Start of SUPPLIED INFORMATION
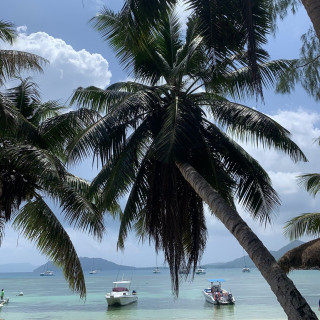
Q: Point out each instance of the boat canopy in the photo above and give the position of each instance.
(216, 280)
(122, 282)
(120, 289)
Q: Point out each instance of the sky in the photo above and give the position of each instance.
(60, 32)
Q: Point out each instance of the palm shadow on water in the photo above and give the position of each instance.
(220, 312)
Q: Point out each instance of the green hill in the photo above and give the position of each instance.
(240, 262)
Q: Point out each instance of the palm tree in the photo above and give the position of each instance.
(165, 143)
(12, 62)
(33, 177)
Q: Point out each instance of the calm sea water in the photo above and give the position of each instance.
(49, 298)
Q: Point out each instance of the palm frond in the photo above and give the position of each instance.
(304, 224)
(7, 31)
(38, 223)
(13, 62)
(311, 182)
(247, 124)
(2, 225)
(252, 184)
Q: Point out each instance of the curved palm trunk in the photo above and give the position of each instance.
(292, 302)
(313, 9)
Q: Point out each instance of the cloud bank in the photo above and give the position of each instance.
(68, 68)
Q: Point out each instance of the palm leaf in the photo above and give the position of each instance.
(248, 124)
(311, 182)
(7, 31)
(13, 62)
(39, 224)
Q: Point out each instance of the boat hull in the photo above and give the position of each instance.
(224, 299)
(120, 300)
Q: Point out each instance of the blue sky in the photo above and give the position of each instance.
(60, 31)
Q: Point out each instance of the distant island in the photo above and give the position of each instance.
(89, 264)
(239, 262)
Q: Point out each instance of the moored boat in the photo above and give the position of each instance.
(156, 270)
(121, 294)
(201, 271)
(4, 301)
(216, 295)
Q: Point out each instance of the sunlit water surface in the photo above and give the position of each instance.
(49, 298)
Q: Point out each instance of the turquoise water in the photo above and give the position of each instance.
(49, 298)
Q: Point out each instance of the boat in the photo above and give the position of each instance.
(201, 271)
(216, 295)
(47, 273)
(156, 270)
(245, 268)
(183, 271)
(121, 294)
(4, 301)
(93, 270)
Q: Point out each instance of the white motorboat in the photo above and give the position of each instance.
(47, 273)
(4, 301)
(121, 294)
(156, 270)
(201, 271)
(216, 295)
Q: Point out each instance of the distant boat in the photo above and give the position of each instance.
(245, 268)
(156, 269)
(201, 271)
(47, 273)
(93, 270)
(120, 294)
(183, 271)
(216, 295)
(4, 301)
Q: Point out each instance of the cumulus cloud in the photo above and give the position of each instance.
(68, 68)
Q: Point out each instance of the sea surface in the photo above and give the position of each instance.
(49, 298)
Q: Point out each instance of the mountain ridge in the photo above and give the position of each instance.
(105, 265)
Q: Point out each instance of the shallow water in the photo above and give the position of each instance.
(49, 298)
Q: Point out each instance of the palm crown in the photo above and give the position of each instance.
(165, 119)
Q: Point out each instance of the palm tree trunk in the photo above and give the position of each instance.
(313, 9)
(292, 302)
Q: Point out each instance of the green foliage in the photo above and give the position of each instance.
(175, 112)
(33, 136)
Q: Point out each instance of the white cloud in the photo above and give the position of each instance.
(68, 68)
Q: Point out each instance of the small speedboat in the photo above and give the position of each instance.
(216, 295)
(201, 271)
(47, 273)
(121, 294)
(4, 301)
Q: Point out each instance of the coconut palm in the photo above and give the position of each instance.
(165, 144)
(306, 256)
(33, 177)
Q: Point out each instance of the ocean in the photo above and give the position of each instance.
(49, 298)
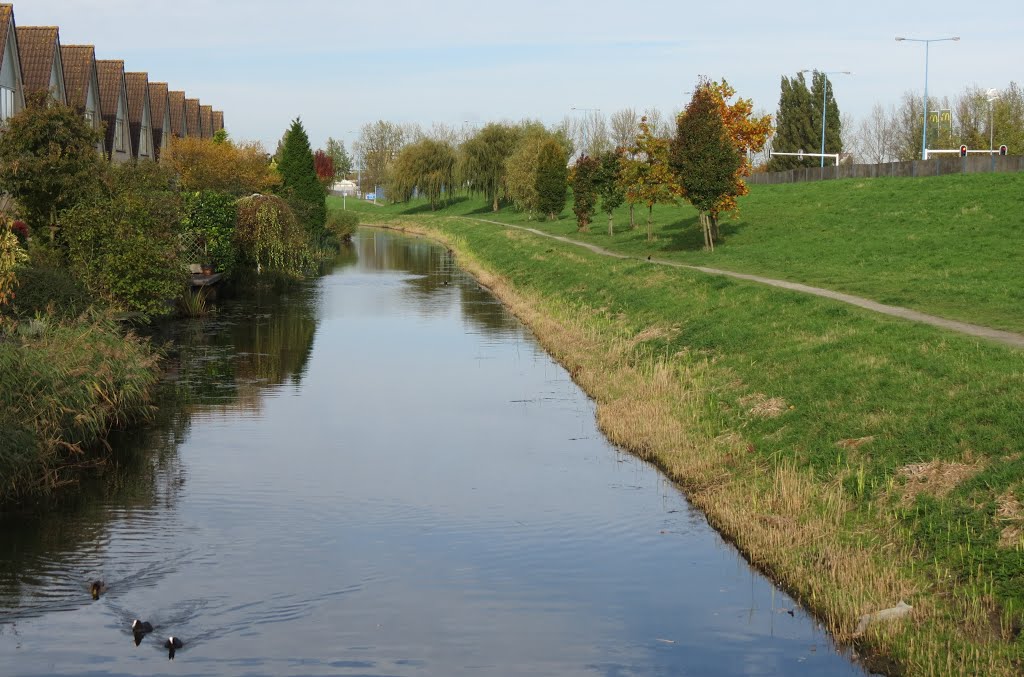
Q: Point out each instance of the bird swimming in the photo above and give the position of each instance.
(139, 629)
(172, 644)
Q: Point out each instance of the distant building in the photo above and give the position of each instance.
(139, 116)
(161, 110)
(82, 84)
(11, 85)
(42, 68)
(114, 104)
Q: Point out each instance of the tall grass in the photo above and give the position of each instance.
(66, 385)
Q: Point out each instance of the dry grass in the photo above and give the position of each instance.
(935, 478)
(1010, 513)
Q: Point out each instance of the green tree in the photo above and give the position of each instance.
(427, 166)
(124, 241)
(798, 124)
(342, 161)
(520, 167)
(585, 191)
(482, 161)
(702, 156)
(300, 186)
(48, 160)
(608, 183)
(551, 178)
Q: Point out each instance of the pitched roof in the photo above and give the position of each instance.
(37, 45)
(78, 61)
(206, 120)
(6, 17)
(138, 92)
(193, 118)
(176, 99)
(112, 75)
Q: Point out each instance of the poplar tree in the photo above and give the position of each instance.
(300, 185)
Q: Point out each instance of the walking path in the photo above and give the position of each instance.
(998, 335)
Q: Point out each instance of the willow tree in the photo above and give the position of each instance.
(426, 166)
(481, 164)
(702, 156)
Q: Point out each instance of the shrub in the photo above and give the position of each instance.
(342, 223)
(269, 237)
(49, 289)
(124, 244)
(48, 160)
(213, 215)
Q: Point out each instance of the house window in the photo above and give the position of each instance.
(6, 102)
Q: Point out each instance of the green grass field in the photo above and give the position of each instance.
(950, 246)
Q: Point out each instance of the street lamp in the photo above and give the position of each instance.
(924, 129)
(824, 92)
(992, 95)
(572, 108)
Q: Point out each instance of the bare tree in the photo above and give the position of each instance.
(876, 137)
(625, 127)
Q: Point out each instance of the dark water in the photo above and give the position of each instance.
(381, 473)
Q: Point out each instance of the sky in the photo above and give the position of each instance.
(339, 65)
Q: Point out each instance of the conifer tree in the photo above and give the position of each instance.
(585, 191)
(551, 178)
(796, 128)
(300, 186)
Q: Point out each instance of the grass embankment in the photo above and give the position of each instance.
(950, 246)
(859, 459)
(65, 385)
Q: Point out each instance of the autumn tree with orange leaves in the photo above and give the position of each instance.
(747, 133)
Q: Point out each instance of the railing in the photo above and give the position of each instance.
(976, 164)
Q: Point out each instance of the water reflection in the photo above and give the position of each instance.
(380, 472)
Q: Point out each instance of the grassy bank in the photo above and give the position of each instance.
(860, 460)
(65, 386)
(950, 246)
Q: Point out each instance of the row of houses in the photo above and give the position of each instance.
(138, 117)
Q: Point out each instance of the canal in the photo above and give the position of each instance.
(381, 472)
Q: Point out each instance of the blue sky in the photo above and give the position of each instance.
(339, 64)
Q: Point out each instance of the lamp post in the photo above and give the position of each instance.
(583, 151)
(928, 42)
(824, 93)
(992, 95)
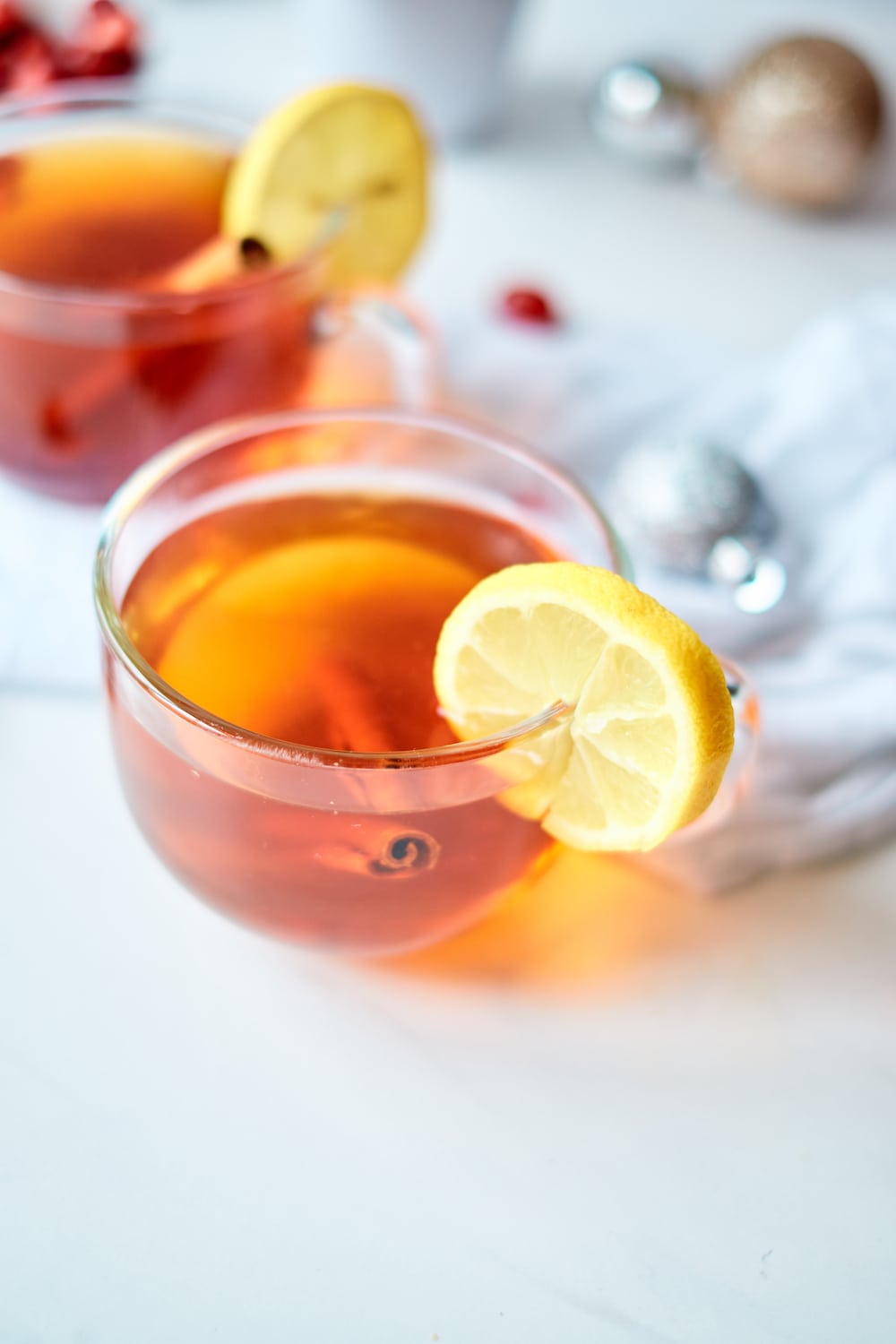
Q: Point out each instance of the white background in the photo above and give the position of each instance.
(616, 1113)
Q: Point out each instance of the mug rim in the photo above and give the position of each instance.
(99, 94)
(203, 443)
End of SUPPLIED INFORMATION
INSTRUCTIONS FOR THE TASK: Print every line of the data exactly. Pictures do not belong in the copy.

REPLY TO THE TASK:
Q: Point out each instance of the boat canopy in the photo above and give the position of each instance.
(216, 280)
(122, 282)
(120, 289)
Q: Point out each instance of the sky in the photo above and give the position of each instance.
(60, 32)
Q: Point out each instance of the palm shadow on water in the photo above and give the position of each instance.
(220, 312)
Q: Point out each instance of the green hill in the photo above and give the position of each instance.
(240, 262)
Q: Point out each instance of the palm tree in the photo above and give the position of each instance.
(165, 143)
(12, 62)
(33, 177)
Q: Point out each instance of the calm sea water in the photo above and give the position of each instance.
(49, 298)
Q: Point out each instance of the palm frond in the photo above and give the position of each instance.
(304, 224)
(7, 31)
(38, 223)
(13, 62)
(311, 182)
(247, 124)
(2, 225)
(252, 184)
Q: Point out each instance of the curved palm trunk in the photo above and give the position of each instance.
(292, 302)
(313, 9)
Q: Point out each instance of the cloud bank in the photo above and give the position of each instance.
(68, 68)
Q: Point out each instance of the palm leaf in the photo above and give the position of each instance.
(248, 124)
(311, 182)
(7, 31)
(13, 62)
(39, 224)
Q: Point out each instance of the boat hull in the photo above and give the position of each instance.
(224, 299)
(120, 300)
Q: Point out each instance of the blue sky in the photo above and give the position of each instance.
(60, 31)
Q: Point out each instance of the distant island in the photo above and give the position of each instance.
(89, 264)
(239, 262)
Q: Point out each instance of the moored boat in the photo above and give the position of each instance.
(156, 270)
(121, 294)
(201, 271)
(4, 301)
(216, 295)
Q: Point out each instance of the sunlit water surface in the photo above and give the position of each instance.
(49, 298)
Q: Point out each instance of the turquoise water in the photo above and give the position of each instance.
(49, 298)
Q: Point out each instance of the boat in the photo above and give the position of each instance.
(201, 271)
(216, 295)
(47, 273)
(156, 270)
(245, 268)
(183, 271)
(121, 294)
(4, 301)
(93, 270)
Q: Point out each instance of the white motorboat in the photo above and give the position of each instance.
(47, 273)
(4, 301)
(121, 294)
(156, 270)
(201, 271)
(216, 295)
Q: Point out each instance of the distant boat in the photo above and give the position of each instance.
(245, 268)
(156, 269)
(201, 271)
(47, 273)
(93, 270)
(120, 294)
(183, 271)
(216, 295)
(4, 301)
Q: Point out each instance of the cumulus cloud in the photo above and give the position of each instance.
(68, 68)
Q: Point out each instance of the sea surface in the photo above and give the position of each instance.
(49, 298)
Q: Point out each instance of the mountain ridge in the photo above and give the position of each instance.
(105, 265)
Q: Point out each instance of the shallow water in the photo above and give the position of each instance.
(49, 298)
Q: Point out each instance of the palm crown in the photo above and give the position of each instance.
(165, 119)
Q: Point out each instance of the palm tree trunk in the photo above and give the position of each instance.
(313, 9)
(292, 302)
Q: Point out each instance of the green foliage in the photo above and give the position of each instance.
(175, 112)
(33, 136)
Q: Point out each instance of the white cloud in the photo above and give the position of each instance.
(68, 68)
Q: Point out each instance of the small speedboat in the photo above and give the position of each instance.
(216, 295)
(201, 271)
(47, 273)
(121, 294)
(4, 301)
Q: Point out each instance of the coconut palm in the photo above and give the position of each instance.
(165, 144)
(306, 256)
(33, 177)
Q: Point out each instance of the ocean in the photo above and give the position of each instance.
(49, 298)
Q: Point out each instance of the bird swimming in the photo above and give the position of each instance.
(139, 629)
(172, 644)
Q: Point out each instance of the distant building in the photo above and give the position of each instance.
(139, 116)
(161, 110)
(82, 84)
(11, 85)
(42, 68)
(114, 104)
Q: Point out each instance of the tall grass in the photo above and give the position of each instance.
(66, 385)
Q: Point out each instance of the dry grass in the photo above and give the position of each instance.
(935, 478)
(1010, 513)
Q: Point out each instance of the green tree in the photo above and give the position of each instance.
(427, 166)
(124, 241)
(798, 124)
(342, 161)
(520, 167)
(585, 191)
(482, 161)
(702, 156)
(300, 186)
(48, 160)
(608, 183)
(551, 178)
Q: Point out each instance of the pitched roof in the photo above and give the position of each instance.
(37, 45)
(78, 61)
(206, 120)
(6, 17)
(138, 92)
(193, 118)
(176, 99)
(112, 75)
Q: Point out each instance of the poplar tree in the photo above and give the position of each instance.
(300, 185)
Q: Point out each instance of the walking path in the photo above and give the position of each instance.
(998, 335)
Q: Point out each instance of the willow tree in the photo above and give the position of each instance.
(426, 166)
(481, 164)
(702, 156)
Q: Point out each instance of the shrub in the photo above and give the position of each instance.
(342, 223)
(269, 237)
(49, 289)
(124, 244)
(48, 160)
(213, 215)
Q: Point out each instance of the house window in the photo above and give the position of each instance.
(6, 102)
Q: Point out each instance of the green grass field in the photo above and give the position of each instance.
(950, 246)
Q: Point out each instance of the street lamp in the photo above and give the position of each instance.
(924, 129)
(824, 92)
(992, 95)
(572, 108)
Q: Point out each instance of the bare tree in the photo above and give the position of each instance.
(876, 137)
(625, 127)
Q: Point out each instance of the dark water in the photo above and give the position of each instance.
(381, 473)
Q: Point out each instance of the sky in the photo above and give the position of each instance.
(339, 65)
Q: Point out each instance of the conifer tree in the photo above and give the position of each instance.
(585, 191)
(551, 178)
(796, 128)
(300, 186)
Q: Point out each instance of the grass embankment in the photo above and give the position of each instance.
(950, 246)
(859, 459)
(65, 385)
Q: Point out each instance of the autumn tree with orange leaves in the photo above and give the position of each instance.
(747, 133)
Q: Point out each instance of the railing in the photo above and give the position of each instance.
(976, 164)
Q: Point out each instance of the water reflection in the photo above and give the position of each instance.
(380, 472)
Q: Point out each instance of the grassy bank in the photo above and give the position of each instance.
(860, 460)
(65, 386)
(950, 246)
Q: Point out each instance of the row of houses in the photo above and give the position of each instance.
(138, 117)
Q: Point out each instance of the canal in the photo above and give the position of each instance.
(381, 472)
Q: Point out each instance of the blue sky in the photo above and give the position of each instance.
(339, 64)
Q: Point out each instance of the lamp post in the photo above and give the position of each instance.
(583, 151)
(928, 42)
(824, 93)
(992, 95)
Q: Point out each instance of the white background in the photo above and give the position of each instance.
(616, 1113)
Q: Point out each instance of the mug rim in the photo above and give the position of each instance.
(99, 94)
(203, 443)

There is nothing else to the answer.